(Beginning of TEXT SHOWN)

Uncovering a lost family story from the First World War

British troops in the trenches during the First Battle of Cambrai in 1917

The stories behind the names on the cenotaph in Shaw and Crompton, a small mill town in the North of England, may have slipped from living memory, but they can still be traced in surprising detail.

I have long been aware that a great, great uncle of mine, John William Barrass, is listed on the cenotaph and I remember my grandma taking me to look at his name when I was small.

My grandparents, the only link I had to John William’s story, have gone now, and I recently started some research to see if there was anything I could find out about him.

John, like many millions of young men, would have left for France and the rain sodden trenches of the Western Front full of a spirit of adventure, and Shaw, which was then a northern cotton spinning mill town at its zenith, would have sent boys to war like it sent out countless bales of yarn from its fifty cotton mills.

I knew the name of his regiment and not much more. John had spent his last years in Shaw, but he was born a Yorkshireman and joined up with the King’s Own Yorkshire Infantry in 1914.

(End of TEXT SHOWN)
(Beginning of DATASET EXCERPTS)

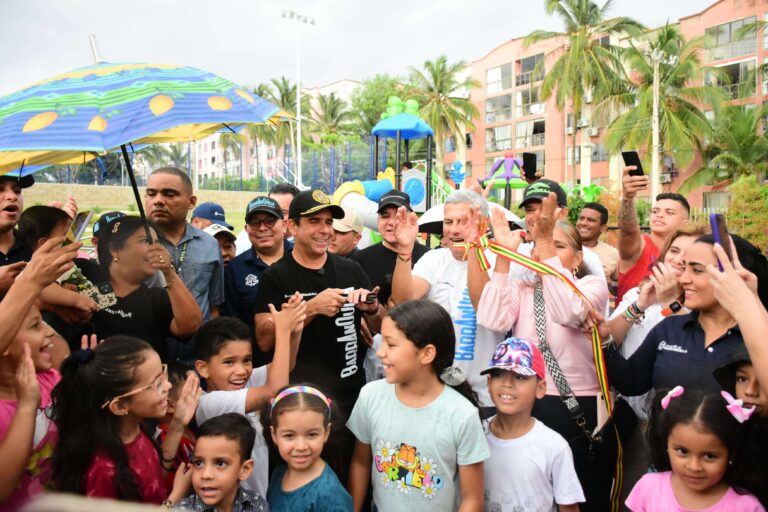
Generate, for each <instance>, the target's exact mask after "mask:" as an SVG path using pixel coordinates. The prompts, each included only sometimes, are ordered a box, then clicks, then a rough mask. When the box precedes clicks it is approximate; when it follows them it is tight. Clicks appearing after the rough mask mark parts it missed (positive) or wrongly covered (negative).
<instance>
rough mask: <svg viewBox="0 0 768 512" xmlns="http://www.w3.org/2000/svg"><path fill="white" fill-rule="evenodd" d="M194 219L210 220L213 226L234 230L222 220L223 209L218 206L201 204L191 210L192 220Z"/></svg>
mask: <svg viewBox="0 0 768 512" xmlns="http://www.w3.org/2000/svg"><path fill="white" fill-rule="evenodd" d="M195 217H198V218H200V219H207V220H210V221H211V222H213V223H214V224H221V225H222V226H226V227H227V228H228V229H235V228H234V227H233V226H232V224H227V222H226V221H225V220H224V219H225V218H226V215H224V208H222V207H221V205H220V204H216V203H202V204H200V205H198V206H197V208H195V209H194V210H192V218H193V219H194V218H195Z"/></svg>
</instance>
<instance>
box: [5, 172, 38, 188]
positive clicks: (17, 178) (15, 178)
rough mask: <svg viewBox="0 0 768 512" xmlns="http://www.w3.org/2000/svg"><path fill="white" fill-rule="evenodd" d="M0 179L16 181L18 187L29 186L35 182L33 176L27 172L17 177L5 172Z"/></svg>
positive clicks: (24, 187)
mask: <svg viewBox="0 0 768 512" xmlns="http://www.w3.org/2000/svg"><path fill="white" fill-rule="evenodd" d="M0 180H5V181H16V182H18V184H19V187H21V188H29V187H31V186H32V185H34V184H35V177H34V176H32V175H31V174H27V175H26V176H22V177H18V176H8V175H7V174H6V175H4V176H0Z"/></svg>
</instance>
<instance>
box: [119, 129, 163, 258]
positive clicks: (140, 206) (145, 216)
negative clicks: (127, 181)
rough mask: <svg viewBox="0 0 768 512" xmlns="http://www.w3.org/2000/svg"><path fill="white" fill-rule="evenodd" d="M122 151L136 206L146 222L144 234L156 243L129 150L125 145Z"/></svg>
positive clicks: (121, 150) (141, 216) (139, 212)
mask: <svg viewBox="0 0 768 512" xmlns="http://www.w3.org/2000/svg"><path fill="white" fill-rule="evenodd" d="M120 151H121V152H122V153H123V160H125V166H126V168H127V169H128V178H129V179H130V180H131V188H132V189H133V196H134V197H135V198H136V206H137V207H138V208H139V216H140V217H141V220H143V221H144V232H145V233H146V234H147V240H150V241H151V242H153V243H154V242H155V240H154V239H153V238H152V232H151V231H150V230H149V222H147V216H146V214H145V213H144V203H143V202H142V201H141V195H140V194H139V186H138V185H137V184H136V176H134V174H133V166H131V158H130V157H129V156H128V150H127V149H125V144H123V145H122V146H120Z"/></svg>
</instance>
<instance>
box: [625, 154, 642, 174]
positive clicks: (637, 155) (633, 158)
mask: <svg viewBox="0 0 768 512" xmlns="http://www.w3.org/2000/svg"><path fill="white" fill-rule="evenodd" d="M621 157H622V158H623V159H624V165H625V166H626V167H629V166H630V165H634V166H635V170H633V171H629V175H630V176H643V175H645V173H644V172H643V163H642V162H641V161H640V155H638V154H637V151H622V152H621Z"/></svg>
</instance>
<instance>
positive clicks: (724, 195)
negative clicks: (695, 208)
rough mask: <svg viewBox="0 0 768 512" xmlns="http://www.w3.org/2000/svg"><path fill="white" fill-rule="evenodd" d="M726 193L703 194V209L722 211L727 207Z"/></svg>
mask: <svg viewBox="0 0 768 512" xmlns="http://www.w3.org/2000/svg"><path fill="white" fill-rule="evenodd" d="M728 200H729V197H728V192H722V191H718V192H704V208H712V209H717V210H720V209H724V208H727V207H728Z"/></svg>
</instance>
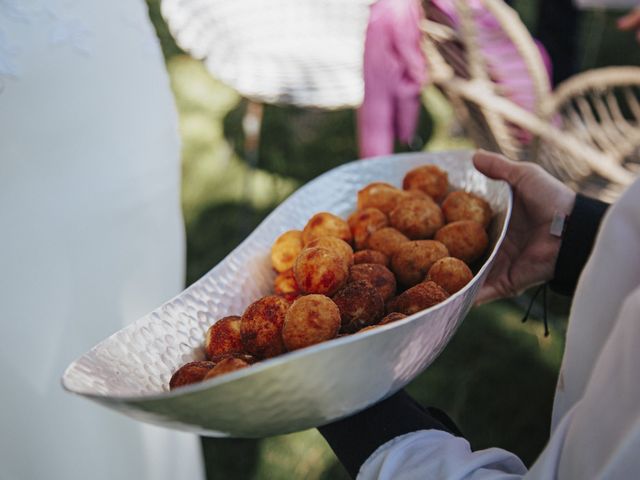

(End of DATASET EXCERPTS)

**WRITTEN TASK A**
Answer these questions about the family history text on John William Barrass:
(i) How many cotton mills did Shaw have?
(ii) Which regiment did John William Barrass join, and in what year?
(iii) Who took the narrator to look at his name on the cenotaph?
**WRITTEN TASK B**
From the family history text on John William Barrass, set down the passage starting at "I knew the name" and ending at "Infantry in 1914.".
**WRITTEN TASK C**
Resume the family history text on John William Barrass, picking up after its last sentence.

**EXERCISE RESPONSE A**
(i) Fifty.
(ii) The King's Own Yorkshire Infantry, in 1914.
(iii) The narrator's grandma.

**EXERCISE RESPONSE B**
I knew the name of his regiment and not much more. John had spent his last years in Shaw, but he was born a Yorkshireman and joined up with the King’s Own Yorkshire Infantry in 1914.

**EXERCISE RESPONSE C**
I also knew the day of his death, the 11th of December 1916, twenty three months and nineteen days before the peace of Armistice Day.

Armed with these two facts, I started my research at the National Archives where I found the official war diary of John’s regiment.

War diaries were kept by an officer and record the regiment’s day to day activities. When the King’s Own were in barracks the diary is neatly typed in blue ink, but when they were in the trenches, on active duty, the pages are crumpled and muddy, the words scrawled out in a faint pencil.

I found the entry for the 11th of December 1916 to be in a neatly typed blue. The regiment were training in northern France on the day John died.

J.W.Barrass’ name on the Shaw and Crompton war memorial

I guessed from this that John William had died by accident, in a crash perhaps or from a stray bullet fired by mistake.

I assumed that the trail would then go cold, but some persistent Googling led me to the painstakingly researched website of Pierre Vandervelden, a Frenchman who has documented and photographed a great number of Commonwealth cemeteries in France.

Pierre, it turned out, had visited John’s grave in Cambrai, a town in Hauts-de-France, around 60 miles from the Somme and close to the cathedral of Amiens.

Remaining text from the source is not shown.